Sammle aus der folgenden Liste jede Zeile, die die Zeichenkette „hood“ enthält, und gib diese Zeilen unverändert wieder. Dabei gilt Groß- und Kleinschreibung.

_Gespeicherte Daten_
* * *

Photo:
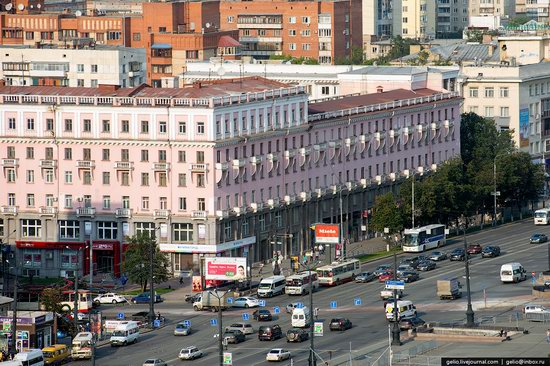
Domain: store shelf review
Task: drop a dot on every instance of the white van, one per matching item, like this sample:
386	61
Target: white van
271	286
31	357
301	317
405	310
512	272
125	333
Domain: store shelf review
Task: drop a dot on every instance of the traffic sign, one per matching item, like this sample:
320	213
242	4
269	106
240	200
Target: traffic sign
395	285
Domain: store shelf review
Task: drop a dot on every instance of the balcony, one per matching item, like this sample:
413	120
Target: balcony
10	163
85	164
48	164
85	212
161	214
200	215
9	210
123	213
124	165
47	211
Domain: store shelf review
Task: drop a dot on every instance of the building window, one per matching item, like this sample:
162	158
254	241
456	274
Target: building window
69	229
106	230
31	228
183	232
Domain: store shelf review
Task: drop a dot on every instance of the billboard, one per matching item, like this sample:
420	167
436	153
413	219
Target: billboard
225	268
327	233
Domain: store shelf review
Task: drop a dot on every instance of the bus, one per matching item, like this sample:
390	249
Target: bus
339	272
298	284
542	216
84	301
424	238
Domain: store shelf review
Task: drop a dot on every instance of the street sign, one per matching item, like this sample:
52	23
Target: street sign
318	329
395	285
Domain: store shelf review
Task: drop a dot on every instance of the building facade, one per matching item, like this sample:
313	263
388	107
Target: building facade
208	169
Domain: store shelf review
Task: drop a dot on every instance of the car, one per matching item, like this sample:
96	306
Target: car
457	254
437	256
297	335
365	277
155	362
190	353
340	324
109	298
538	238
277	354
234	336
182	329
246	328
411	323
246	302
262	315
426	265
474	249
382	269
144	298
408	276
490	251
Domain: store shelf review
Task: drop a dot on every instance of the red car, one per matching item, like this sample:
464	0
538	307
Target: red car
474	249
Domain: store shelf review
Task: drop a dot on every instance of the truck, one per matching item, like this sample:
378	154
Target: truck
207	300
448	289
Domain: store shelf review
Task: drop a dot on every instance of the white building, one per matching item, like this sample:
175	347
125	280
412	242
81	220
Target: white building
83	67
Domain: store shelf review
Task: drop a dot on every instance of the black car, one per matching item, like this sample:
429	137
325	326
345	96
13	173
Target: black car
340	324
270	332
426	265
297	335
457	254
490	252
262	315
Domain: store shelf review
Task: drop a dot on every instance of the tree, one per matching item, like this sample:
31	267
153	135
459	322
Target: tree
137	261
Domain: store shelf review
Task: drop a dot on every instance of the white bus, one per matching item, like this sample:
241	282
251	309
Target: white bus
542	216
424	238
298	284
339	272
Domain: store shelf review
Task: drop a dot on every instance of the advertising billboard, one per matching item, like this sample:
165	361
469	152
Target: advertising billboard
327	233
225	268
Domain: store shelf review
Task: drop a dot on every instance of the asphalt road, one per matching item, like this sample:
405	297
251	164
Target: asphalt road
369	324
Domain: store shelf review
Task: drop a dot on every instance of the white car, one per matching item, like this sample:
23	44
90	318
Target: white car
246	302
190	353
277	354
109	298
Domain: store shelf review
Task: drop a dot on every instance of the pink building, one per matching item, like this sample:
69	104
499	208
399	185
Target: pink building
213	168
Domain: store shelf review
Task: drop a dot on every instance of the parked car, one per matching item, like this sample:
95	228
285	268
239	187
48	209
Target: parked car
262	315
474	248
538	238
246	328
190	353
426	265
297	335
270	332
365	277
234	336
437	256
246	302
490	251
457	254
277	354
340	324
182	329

* * *

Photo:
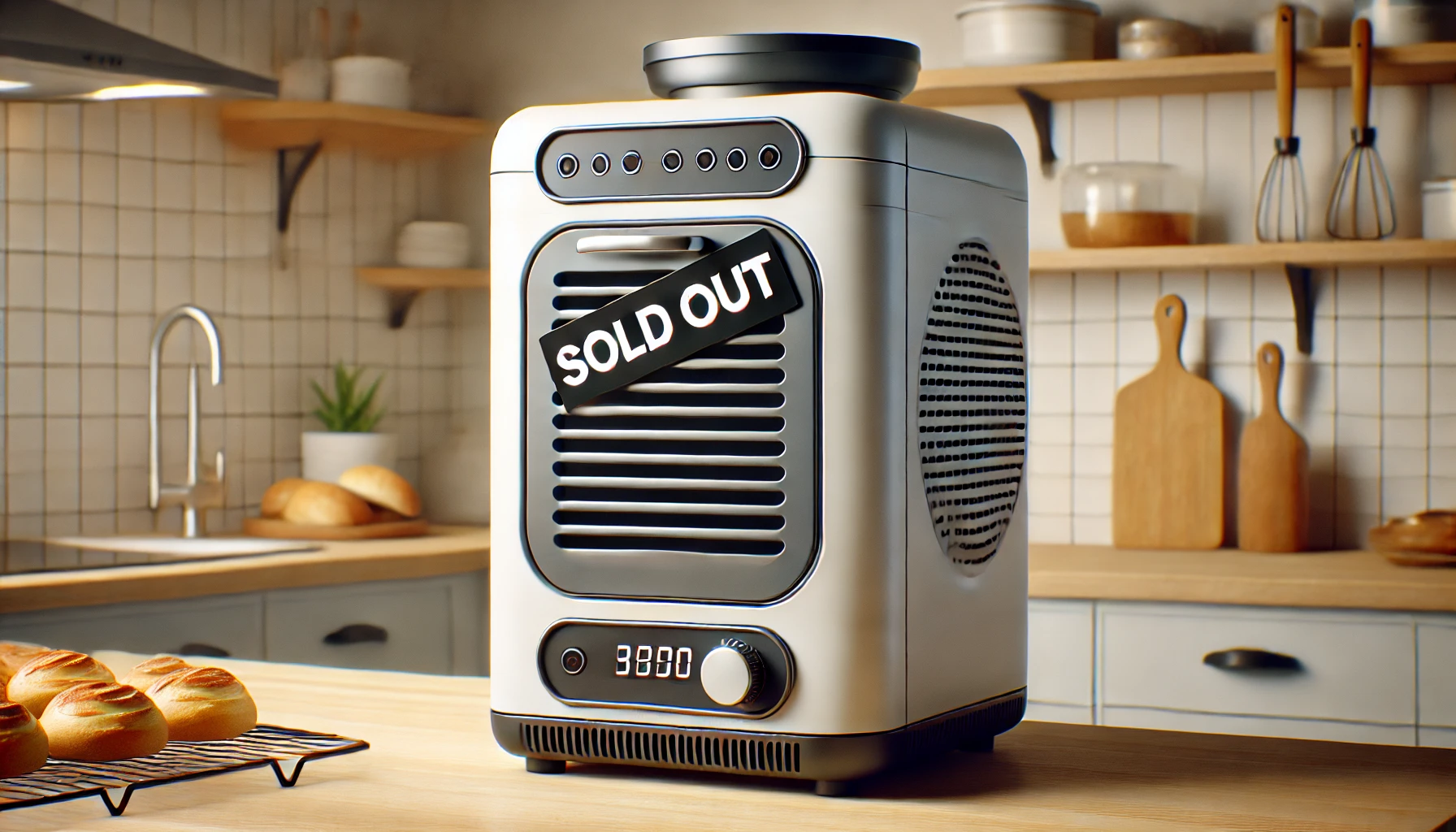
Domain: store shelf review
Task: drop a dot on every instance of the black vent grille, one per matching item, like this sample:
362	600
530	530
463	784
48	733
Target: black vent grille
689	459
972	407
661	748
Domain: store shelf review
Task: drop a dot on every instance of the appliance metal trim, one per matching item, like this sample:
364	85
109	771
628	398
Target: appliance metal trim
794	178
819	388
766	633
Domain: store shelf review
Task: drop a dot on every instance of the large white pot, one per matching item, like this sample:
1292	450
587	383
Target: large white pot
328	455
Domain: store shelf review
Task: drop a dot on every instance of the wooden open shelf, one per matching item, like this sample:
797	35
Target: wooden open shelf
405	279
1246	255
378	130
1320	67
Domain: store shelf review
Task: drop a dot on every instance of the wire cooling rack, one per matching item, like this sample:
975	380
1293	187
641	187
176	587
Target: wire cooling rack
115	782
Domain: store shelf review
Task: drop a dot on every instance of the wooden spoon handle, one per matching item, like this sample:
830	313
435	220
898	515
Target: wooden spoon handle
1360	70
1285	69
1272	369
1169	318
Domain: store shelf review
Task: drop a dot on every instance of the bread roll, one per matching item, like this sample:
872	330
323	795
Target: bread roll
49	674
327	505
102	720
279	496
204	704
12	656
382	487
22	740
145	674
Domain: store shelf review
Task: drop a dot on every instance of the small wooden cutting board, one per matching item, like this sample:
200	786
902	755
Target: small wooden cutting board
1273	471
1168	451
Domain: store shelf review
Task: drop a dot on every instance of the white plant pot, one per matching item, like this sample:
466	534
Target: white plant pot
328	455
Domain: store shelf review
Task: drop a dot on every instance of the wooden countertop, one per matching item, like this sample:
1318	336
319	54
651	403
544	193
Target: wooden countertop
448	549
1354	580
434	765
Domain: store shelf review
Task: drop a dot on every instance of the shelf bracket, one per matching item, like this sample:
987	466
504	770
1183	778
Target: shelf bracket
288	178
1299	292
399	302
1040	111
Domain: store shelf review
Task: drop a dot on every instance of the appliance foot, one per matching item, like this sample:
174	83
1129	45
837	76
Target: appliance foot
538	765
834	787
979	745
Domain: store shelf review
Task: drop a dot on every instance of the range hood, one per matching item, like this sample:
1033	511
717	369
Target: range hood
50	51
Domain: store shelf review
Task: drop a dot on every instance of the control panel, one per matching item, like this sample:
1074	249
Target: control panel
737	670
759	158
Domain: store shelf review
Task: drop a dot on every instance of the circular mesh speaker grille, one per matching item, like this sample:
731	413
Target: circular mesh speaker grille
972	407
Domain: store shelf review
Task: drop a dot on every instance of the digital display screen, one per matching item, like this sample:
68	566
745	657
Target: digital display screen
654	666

* * *

_Ergebnis der Übung_
Task: drop a dot on every instance of the range hood, one per matching item, like this sample:
Target: range hood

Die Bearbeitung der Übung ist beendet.